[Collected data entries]

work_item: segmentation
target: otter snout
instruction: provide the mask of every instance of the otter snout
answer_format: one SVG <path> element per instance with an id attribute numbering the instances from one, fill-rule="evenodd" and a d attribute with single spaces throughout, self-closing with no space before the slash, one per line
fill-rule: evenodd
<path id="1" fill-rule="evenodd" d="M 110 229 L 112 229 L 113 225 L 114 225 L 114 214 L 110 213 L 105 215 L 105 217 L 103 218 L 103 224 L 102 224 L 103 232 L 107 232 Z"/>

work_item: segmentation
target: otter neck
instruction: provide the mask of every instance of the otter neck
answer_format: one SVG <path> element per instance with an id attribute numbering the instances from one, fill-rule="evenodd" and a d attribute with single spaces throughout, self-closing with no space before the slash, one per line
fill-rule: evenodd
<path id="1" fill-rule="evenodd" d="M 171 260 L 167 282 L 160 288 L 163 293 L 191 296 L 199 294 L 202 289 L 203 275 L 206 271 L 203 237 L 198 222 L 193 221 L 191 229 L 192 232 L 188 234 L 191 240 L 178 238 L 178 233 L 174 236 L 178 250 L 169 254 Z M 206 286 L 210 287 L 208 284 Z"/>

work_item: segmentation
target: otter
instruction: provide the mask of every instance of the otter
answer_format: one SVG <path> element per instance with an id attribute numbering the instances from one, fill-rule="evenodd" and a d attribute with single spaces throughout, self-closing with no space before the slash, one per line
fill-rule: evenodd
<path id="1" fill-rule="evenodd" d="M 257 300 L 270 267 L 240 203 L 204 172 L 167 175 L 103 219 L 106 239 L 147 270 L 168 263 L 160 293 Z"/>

[DESCRIPTION OF THE TASK] Set down the entries above again, word for word.

[COMPLETED EXERCISE]
work_item: segmentation
target: otter snout
instruction: provide the mask of every instance of the otter snout
answer_format: one SVG <path> element per instance with an id attribute numbering the instances from one, fill-rule="evenodd" and a d attribute with single spaces throughout, self-closing with no space before the slash, one per line
fill-rule: evenodd
<path id="1" fill-rule="evenodd" d="M 110 229 L 112 229 L 113 225 L 114 225 L 114 214 L 110 213 L 105 215 L 105 217 L 103 218 L 103 224 L 102 224 L 103 232 L 107 232 Z"/>

work_item: segmentation
target: otter neck
instruction: provide the mask of every instance of the otter neck
answer_format: one SVG <path> element per instance with an id attribute numbering the instances from one, fill-rule="evenodd" and a d attribute with single spaces throughout, self-closing with no space before the slash, one per line
fill-rule: evenodd
<path id="1" fill-rule="evenodd" d="M 171 260 L 167 282 L 160 288 L 163 293 L 191 296 L 199 294 L 202 289 L 203 275 L 206 271 L 203 237 L 198 222 L 193 221 L 191 229 L 192 232 L 188 234 L 191 240 L 178 238 L 178 233 L 174 236 L 178 250 L 169 254 Z M 206 286 L 210 287 L 208 284 Z"/>

work_item: segmentation
target: otter
instruction: provide the mask of every instance of the otter
answer_format: one SVG <path> element per instance with an id attribute numbering the instances from one, fill-rule="evenodd" and a d attribute with single spaces throughout, self-closing with no space before the slash, one per line
fill-rule: evenodd
<path id="1" fill-rule="evenodd" d="M 257 300 L 270 267 L 240 203 L 204 172 L 167 175 L 103 219 L 106 239 L 147 270 L 168 263 L 160 293 Z"/>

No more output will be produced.